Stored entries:
- - - - -

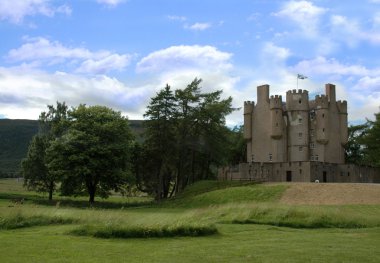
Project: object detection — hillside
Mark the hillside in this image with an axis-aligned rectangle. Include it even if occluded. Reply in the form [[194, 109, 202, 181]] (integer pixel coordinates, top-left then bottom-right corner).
[[0, 119, 144, 177], [280, 183, 380, 205]]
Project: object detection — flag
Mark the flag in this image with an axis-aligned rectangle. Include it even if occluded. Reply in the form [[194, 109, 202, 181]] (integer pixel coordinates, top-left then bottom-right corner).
[[297, 74, 307, 79]]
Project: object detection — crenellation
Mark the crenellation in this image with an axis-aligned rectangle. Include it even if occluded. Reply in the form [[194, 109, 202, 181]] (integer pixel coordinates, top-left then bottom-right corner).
[[315, 95, 329, 109]]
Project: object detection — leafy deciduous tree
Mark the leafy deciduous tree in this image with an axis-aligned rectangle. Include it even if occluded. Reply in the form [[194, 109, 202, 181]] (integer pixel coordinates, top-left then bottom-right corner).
[[48, 105, 132, 203]]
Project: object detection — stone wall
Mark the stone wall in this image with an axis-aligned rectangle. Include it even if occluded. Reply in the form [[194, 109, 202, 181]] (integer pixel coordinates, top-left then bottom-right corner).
[[218, 162, 380, 183]]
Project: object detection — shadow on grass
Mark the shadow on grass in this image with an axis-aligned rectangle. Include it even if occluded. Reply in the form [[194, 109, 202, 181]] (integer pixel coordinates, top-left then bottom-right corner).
[[0, 193, 156, 209]]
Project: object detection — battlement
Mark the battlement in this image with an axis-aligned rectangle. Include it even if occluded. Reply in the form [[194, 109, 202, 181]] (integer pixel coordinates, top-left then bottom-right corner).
[[336, 100, 347, 114], [244, 101, 255, 114], [315, 95, 329, 109], [286, 89, 309, 111], [286, 89, 309, 96], [257, 84, 269, 104], [269, 95, 282, 109]]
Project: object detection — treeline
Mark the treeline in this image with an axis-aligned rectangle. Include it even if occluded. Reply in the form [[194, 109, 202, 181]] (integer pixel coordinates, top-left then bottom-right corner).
[[346, 112, 380, 167], [21, 79, 245, 203]]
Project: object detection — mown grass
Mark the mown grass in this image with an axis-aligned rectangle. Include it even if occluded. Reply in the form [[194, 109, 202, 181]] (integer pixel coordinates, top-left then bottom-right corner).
[[0, 180, 380, 263], [163, 182, 288, 208], [0, 213, 78, 230]]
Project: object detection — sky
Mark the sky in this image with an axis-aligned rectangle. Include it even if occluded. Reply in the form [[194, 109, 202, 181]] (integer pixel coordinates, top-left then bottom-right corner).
[[0, 0, 380, 126]]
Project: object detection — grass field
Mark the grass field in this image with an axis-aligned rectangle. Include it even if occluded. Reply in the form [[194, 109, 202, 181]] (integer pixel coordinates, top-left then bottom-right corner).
[[0, 179, 380, 262]]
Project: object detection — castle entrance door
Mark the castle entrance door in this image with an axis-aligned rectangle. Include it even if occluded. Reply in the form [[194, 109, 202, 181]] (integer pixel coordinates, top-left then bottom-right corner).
[[286, 171, 292, 182], [323, 171, 327, 183]]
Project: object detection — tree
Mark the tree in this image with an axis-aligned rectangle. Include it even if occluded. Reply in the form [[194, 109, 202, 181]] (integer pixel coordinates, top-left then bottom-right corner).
[[21, 135, 57, 200], [21, 101, 68, 200], [48, 105, 132, 204], [345, 124, 368, 165], [133, 79, 234, 200], [138, 85, 177, 200], [360, 112, 380, 167]]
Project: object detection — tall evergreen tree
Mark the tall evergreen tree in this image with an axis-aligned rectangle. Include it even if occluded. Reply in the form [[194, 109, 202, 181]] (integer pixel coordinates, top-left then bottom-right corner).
[[21, 101, 68, 200]]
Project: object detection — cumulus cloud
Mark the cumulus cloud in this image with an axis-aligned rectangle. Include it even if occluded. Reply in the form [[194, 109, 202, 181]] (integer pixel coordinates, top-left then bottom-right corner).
[[137, 45, 232, 73], [331, 15, 380, 46], [167, 15, 187, 22], [7, 37, 132, 74], [0, 68, 150, 119], [0, 0, 72, 24], [184, 23, 211, 31], [272, 1, 327, 36], [97, 0, 126, 7], [294, 56, 380, 76]]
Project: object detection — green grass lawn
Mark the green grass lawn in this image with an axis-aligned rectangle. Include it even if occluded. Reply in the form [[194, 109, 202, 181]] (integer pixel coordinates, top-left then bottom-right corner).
[[0, 179, 380, 262]]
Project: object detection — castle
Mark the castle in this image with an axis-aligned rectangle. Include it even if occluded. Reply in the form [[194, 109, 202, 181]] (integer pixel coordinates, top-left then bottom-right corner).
[[218, 84, 380, 182]]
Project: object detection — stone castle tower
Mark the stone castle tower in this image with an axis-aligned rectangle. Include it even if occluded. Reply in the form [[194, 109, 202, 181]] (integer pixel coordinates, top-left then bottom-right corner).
[[244, 84, 348, 164], [218, 84, 380, 183]]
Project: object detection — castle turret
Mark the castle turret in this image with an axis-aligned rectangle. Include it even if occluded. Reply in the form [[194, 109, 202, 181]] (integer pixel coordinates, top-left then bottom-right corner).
[[269, 95, 284, 139], [257, 84, 269, 104], [337, 100, 348, 145], [325, 83, 336, 103], [286, 90, 309, 161], [315, 95, 329, 144], [244, 101, 255, 140]]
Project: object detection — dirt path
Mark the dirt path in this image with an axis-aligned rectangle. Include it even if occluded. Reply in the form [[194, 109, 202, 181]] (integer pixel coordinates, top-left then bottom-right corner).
[[280, 183, 380, 205]]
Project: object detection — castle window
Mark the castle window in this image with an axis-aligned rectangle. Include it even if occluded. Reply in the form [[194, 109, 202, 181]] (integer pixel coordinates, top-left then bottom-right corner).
[[310, 110, 315, 121]]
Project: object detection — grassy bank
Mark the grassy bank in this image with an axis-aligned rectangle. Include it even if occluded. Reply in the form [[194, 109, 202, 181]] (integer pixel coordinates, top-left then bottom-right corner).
[[0, 179, 380, 262]]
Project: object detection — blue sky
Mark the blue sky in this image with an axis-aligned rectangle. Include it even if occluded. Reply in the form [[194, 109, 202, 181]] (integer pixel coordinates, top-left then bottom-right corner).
[[0, 0, 380, 125]]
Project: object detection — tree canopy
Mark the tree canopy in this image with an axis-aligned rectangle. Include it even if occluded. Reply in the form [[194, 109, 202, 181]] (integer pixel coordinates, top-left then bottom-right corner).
[[47, 105, 133, 203]]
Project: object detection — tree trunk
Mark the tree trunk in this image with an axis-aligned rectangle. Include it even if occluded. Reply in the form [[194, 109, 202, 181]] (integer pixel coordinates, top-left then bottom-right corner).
[[49, 182, 54, 201], [49, 188, 53, 201], [88, 185, 96, 205]]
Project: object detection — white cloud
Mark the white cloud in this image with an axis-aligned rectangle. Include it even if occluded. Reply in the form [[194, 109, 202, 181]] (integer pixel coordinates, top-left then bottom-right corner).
[[97, 0, 126, 7], [137, 45, 232, 72], [77, 54, 131, 74], [263, 42, 290, 60], [294, 56, 380, 76], [273, 1, 327, 36], [167, 16, 187, 22], [0, 0, 72, 24], [0, 67, 147, 119], [184, 23, 211, 31], [331, 15, 380, 47], [7, 37, 132, 74]]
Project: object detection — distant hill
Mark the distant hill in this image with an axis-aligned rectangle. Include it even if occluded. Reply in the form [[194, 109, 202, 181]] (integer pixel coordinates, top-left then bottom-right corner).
[[0, 119, 144, 177]]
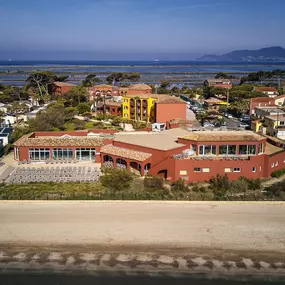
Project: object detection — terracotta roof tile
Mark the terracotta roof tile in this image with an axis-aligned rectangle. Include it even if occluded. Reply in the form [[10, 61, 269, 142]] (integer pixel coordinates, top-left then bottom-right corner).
[[53, 81, 76, 87], [14, 133, 104, 147], [182, 131, 265, 142], [255, 87, 277, 92], [129, 83, 152, 90], [100, 144, 151, 161]]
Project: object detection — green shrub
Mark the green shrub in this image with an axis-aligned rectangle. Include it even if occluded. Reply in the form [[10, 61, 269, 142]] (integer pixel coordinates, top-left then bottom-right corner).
[[171, 178, 189, 192], [143, 175, 164, 190], [271, 168, 285, 178]]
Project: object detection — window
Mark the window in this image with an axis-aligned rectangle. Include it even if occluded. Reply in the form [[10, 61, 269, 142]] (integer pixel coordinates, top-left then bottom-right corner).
[[199, 145, 216, 155], [75, 148, 96, 161], [29, 148, 50, 161], [52, 148, 73, 159], [258, 143, 263, 154], [239, 145, 256, 155], [219, 145, 237, 155], [15, 147, 19, 160]]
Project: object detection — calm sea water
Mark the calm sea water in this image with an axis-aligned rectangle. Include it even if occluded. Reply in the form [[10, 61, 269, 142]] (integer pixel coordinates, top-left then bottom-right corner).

- - - - -

## Problem
Reproduce only the lines beginning with the one that contains "Project: object detection — castle turret" and running through the one that contains "185, 96, 205]]", renaming "axis-aligned rectangle" to "bounding box" and changing nothing else.

## Full answer
Project: object detection — castle turret
Mark the castle turret in this image with an bounding box. Include it even if occluded. Reply in the form [[194, 109, 202, 181]] (integer pixel coordinates, top-left then bottom-right corner).
[[269, 95, 284, 139], [257, 84, 269, 104], [337, 100, 348, 145], [325, 83, 336, 103], [286, 90, 309, 161], [315, 95, 329, 144], [244, 101, 255, 140]]
Project: object detection — dirt path
Mark the dirt path in this image with an bounding box. Include it even if occluded. Reply in the form [[194, 109, 202, 181]] (integer pixel coordinates, top-left then bottom-right corner).
[[280, 183, 380, 205]]
Project: object detection — castle window
Mark the castle window in this image with an bounding box. Include it even if occluded. Reply in the form [[194, 109, 202, 181]] (integer pixel coordinates, top-left then bottom-right corner).
[[310, 110, 315, 121]]
Project: object detection — grassy bank
Mark the grassy bank in this image with an bounding box. Include it even if occluded. Reply in the form [[194, 109, 202, 181]] (integer pixel coordinates, top-left then bottom-right corner).
[[0, 179, 380, 262]]
Project: object detection — blue sky
Mark the blue sky in this image with an bounding box. Include it even if occluded. Reply in the form [[194, 109, 202, 181]] (integer pixel coordinates, top-left then bottom-right corner).
[[0, 0, 380, 125]]
Project: object detection — tree canopy
Mark the tree canopy in this image with an bounding box. Include it even if occluded. Reply in the form [[194, 109, 202, 181]] (integer pixel coordinates, top-left then bottom-right corner).
[[47, 105, 133, 203]]
Project: object detection — tree trunk
Mark the tree trunk in this image with an bounding box. Include it even if occluded. Reply in the form [[194, 109, 202, 181]] (integer pixel coordinates, top-left then bottom-right corner).
[[49, 182, 54, 201], [49, 188, 53, 201], [88, 185, 96, 205]]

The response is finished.